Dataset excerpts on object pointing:

----

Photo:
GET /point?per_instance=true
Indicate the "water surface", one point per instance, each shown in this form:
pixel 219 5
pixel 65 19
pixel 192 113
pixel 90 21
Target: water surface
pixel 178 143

----

Exercise aim:
Could you reproduce every line of the records above, requests included, scaling each pixel coordinate in the answers by 1.75 and rounding to whole numbers with halves going up, while leaving the numbers in the requests and their format samples unchanged?

Completed exercise:
Photo:
GET /point?per_instance=true
Indicate the "water surface", one point per instance, each shown in this form:
pixel 219 5
pixel 65 19
pixel 192 113
pixel 90 21
Target: water surface
pixel 312 250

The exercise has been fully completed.